(Items from a data source)
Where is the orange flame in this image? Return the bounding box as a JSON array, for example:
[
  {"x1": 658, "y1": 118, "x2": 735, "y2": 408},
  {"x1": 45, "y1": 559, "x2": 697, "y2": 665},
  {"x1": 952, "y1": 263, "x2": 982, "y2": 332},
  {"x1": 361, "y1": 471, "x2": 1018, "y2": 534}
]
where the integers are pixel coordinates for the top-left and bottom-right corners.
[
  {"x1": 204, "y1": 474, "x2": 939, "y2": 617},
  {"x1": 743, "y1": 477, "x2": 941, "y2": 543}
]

> WRITTEN TASK
Reproduce every one of the items above word for word.

> FINISHED TASK
Where is the orange flame in this image? Return the bounding box as a JSON array, for example:
[
  {"x1": 658, "y1": 118, "x2": 735, "y2": 408},
  {"x1": 45, "y1": 559, "x2": 697, "y2": 665},
  {"x1": 952, "y1": 263, "x2": 982, "y2": 332},
  {"x1": 361, "y1": 471, "x2": 1018, "y2": 534}
]
where the integers are pixel coordinates for the top-left and bottom-right corners.
[
  {"x1": 204, "y1": 474, "x2": 939, "y2": 617},
  {"x1": 743, "y1": 477, "x2": 941, "y2": 543}
]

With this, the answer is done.